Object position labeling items
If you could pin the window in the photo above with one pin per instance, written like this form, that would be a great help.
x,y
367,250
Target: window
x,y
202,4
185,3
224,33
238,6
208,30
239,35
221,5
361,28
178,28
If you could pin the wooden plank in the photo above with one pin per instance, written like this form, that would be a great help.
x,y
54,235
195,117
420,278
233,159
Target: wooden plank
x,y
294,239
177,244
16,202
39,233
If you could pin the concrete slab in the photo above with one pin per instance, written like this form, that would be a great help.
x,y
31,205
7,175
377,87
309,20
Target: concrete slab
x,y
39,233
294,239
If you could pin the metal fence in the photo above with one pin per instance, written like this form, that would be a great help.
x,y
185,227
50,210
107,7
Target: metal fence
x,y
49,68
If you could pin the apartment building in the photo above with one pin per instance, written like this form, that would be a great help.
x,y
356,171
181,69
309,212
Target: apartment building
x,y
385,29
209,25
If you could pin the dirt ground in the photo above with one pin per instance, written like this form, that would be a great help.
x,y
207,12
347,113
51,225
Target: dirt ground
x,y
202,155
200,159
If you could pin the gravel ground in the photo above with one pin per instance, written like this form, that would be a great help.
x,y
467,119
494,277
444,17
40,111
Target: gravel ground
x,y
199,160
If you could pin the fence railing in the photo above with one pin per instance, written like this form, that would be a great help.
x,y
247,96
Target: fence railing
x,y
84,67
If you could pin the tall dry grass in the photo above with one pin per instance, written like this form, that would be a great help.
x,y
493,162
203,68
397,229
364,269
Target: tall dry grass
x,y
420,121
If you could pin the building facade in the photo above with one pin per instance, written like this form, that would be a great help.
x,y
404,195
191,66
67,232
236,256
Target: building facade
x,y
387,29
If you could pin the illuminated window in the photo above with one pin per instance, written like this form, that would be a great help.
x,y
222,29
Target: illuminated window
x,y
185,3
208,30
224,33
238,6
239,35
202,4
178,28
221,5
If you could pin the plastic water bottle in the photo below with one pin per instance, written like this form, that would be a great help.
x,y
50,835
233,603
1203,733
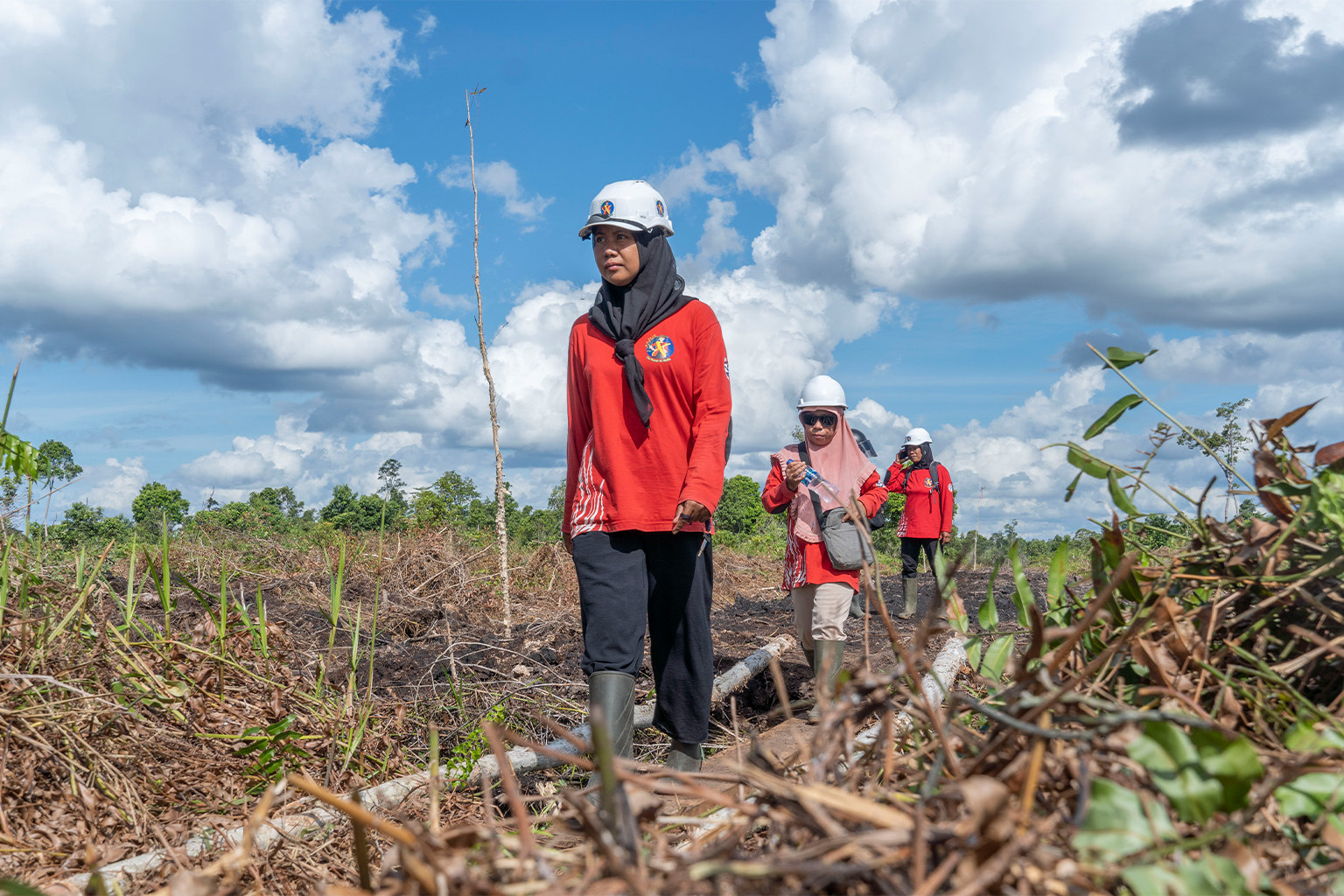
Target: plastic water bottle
x,y
812,479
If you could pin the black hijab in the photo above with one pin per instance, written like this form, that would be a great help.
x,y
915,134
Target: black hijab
x,y
624,313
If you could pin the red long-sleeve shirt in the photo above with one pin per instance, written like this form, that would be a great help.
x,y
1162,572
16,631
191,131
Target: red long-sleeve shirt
x,y
622,476
808,562
927,514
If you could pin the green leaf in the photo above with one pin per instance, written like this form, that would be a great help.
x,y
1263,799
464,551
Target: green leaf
x,y
1153,880
996,657
1303,737
17,456
1200,774
1073,486
1083,459
1112,414
1312,795
973,648
988,614
1123,359
1118,823
1118,496
1058,571
1231,760
1022,595
1190,878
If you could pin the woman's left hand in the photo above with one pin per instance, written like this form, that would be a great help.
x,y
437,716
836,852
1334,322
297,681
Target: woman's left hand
x,y
690,512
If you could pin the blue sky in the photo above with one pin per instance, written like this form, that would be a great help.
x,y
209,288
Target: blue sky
x,y
235,253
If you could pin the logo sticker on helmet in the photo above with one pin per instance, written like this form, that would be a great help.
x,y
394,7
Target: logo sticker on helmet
x,y
659,348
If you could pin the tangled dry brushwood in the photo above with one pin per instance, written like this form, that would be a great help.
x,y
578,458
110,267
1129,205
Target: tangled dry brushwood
x,y
1172,731
127,731
1173,728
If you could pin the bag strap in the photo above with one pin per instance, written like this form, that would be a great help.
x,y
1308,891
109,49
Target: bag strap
x,y
816,499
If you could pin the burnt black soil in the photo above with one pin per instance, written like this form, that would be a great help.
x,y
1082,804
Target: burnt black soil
x,y
541,660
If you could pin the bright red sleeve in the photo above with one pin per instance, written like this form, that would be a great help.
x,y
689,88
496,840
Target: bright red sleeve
x,y
579,414
945,499
712,399
872,496
776,494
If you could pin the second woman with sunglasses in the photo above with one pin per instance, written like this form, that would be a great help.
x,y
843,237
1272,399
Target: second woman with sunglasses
x,y
820,592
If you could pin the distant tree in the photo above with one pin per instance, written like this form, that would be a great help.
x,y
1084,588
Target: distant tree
x,y
156,502
359,512
1249,509
1228,444
55,464
390,479
283,501
84,524
739,506
448,500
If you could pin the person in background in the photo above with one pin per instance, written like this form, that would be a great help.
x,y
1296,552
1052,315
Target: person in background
x,y
649,413
822,594
927,522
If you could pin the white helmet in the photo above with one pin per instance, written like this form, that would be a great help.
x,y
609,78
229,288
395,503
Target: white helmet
x,y
822,391
631,205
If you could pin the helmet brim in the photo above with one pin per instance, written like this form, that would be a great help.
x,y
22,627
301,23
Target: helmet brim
x,y
596,220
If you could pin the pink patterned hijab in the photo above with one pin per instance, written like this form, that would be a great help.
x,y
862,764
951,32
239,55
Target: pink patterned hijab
x,y
842,462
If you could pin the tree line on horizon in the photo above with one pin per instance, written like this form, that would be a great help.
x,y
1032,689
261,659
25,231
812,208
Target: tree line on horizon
x,y
452,500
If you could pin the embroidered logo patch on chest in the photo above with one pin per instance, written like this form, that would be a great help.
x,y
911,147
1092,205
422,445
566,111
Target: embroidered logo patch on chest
x,y
659,348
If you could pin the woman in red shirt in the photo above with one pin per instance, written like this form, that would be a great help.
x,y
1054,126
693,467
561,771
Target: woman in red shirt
x,y
648,407
927,522
820,592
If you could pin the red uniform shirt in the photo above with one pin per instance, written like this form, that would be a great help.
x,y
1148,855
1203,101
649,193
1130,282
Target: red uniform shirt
x,y
622,476
927,514
808,562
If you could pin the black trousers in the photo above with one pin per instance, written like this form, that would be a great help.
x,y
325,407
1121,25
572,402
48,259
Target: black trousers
x,y
910,550
634,579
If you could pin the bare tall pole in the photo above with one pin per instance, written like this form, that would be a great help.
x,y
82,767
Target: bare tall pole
x,y
500,519
975,546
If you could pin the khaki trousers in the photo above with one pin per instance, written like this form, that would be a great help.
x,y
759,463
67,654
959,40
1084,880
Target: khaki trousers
x,y
819,612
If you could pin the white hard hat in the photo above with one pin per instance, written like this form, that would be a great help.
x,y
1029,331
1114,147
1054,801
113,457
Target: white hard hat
x,y
917,436
822,391
631,205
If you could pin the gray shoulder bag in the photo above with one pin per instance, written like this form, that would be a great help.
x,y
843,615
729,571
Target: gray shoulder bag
x,y
840,536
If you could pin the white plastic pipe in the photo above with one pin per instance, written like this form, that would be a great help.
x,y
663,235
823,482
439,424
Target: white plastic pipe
x,y
935,687
393,793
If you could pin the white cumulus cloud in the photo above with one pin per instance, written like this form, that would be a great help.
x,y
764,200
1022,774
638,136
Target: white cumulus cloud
x,y
498,178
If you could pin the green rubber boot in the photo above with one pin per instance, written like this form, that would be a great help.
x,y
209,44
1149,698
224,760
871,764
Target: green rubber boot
x,y
830,662
684,757
912,598
614,693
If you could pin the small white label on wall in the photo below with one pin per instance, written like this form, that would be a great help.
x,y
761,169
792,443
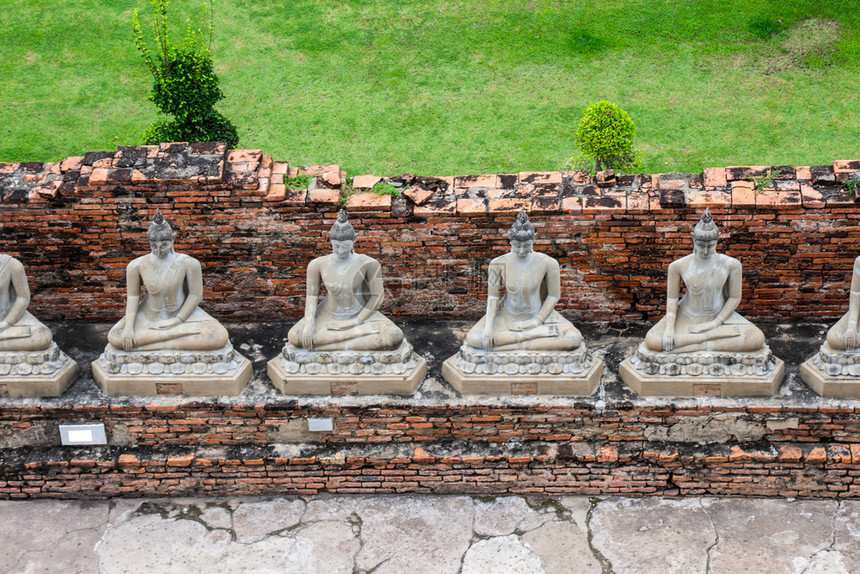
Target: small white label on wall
x,y
320,425
83,434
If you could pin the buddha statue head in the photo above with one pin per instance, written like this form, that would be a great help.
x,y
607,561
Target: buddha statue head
x,y
342,236
160,236
705,235
522,235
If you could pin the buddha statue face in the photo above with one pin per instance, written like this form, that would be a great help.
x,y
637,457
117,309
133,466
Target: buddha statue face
x,y
704,247
522,247
161,245
342,247
160,236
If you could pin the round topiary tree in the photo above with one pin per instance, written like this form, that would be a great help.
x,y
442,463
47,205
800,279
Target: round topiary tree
x,y
605,139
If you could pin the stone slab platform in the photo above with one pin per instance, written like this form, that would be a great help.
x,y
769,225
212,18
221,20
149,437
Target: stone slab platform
x,y
566,385
325,384
838,387
690,386
209,384
53,385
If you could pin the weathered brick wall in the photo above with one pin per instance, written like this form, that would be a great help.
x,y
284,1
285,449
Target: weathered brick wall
x,y
77,223
207,448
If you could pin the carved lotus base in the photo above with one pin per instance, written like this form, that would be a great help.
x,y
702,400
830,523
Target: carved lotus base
x,y
473,371
833,373
190,373
46,373
722,374
300,372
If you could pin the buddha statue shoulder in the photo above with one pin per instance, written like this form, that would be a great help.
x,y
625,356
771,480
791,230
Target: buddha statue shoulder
x,y
19,330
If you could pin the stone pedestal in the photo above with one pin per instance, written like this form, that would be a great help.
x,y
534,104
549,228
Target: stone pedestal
x,y
189,373
301,372
832,373
46,373
475,372
721,374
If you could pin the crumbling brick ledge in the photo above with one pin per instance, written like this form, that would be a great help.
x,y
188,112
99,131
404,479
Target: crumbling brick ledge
x,y
75,224
614,442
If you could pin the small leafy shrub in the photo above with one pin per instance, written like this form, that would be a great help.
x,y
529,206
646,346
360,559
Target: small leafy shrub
x,y
765,181
605,139
298,183
186,86
382,188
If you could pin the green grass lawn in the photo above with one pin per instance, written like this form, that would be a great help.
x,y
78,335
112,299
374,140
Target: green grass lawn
x,y
448,87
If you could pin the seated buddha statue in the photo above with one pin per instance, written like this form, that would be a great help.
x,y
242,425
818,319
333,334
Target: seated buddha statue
x,y
705,319
524,287
843,336
348,317
167,317
19,330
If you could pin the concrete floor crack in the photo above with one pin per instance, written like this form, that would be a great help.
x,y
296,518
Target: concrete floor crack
x,y
716,538
605,564
832,546
356,522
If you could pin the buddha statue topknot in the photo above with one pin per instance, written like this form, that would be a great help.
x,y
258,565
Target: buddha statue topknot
x,y
165,340
31,364
343,339
702,342
522,339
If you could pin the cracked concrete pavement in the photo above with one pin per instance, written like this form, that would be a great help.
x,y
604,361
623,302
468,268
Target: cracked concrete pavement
x,y
431,534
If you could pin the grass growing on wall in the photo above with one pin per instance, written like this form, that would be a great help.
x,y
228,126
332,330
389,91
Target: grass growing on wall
x,y
455,87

= What you will do =
Update the lines that begin at the one containing "If you could pin the cracked" and run through the end of the items, swapping "pavement" for "sidewalk" and leaving everything else unchanged.

= Output of the exercise =
If you could pin the cracked concrete sidewalk in the photo above with one pin per instance, written like this form, that would be a great help.
x,y
604,361
623,302
468,268
Target: cracked concrete sidewalk
x,y
431,534
If you could pin the grass growing on wall in the photo above with one pin per instance, written like this form, that would be a great help.
x,y
228,126
332,330
389,91
Target: grass growing on wall
x,y
455,87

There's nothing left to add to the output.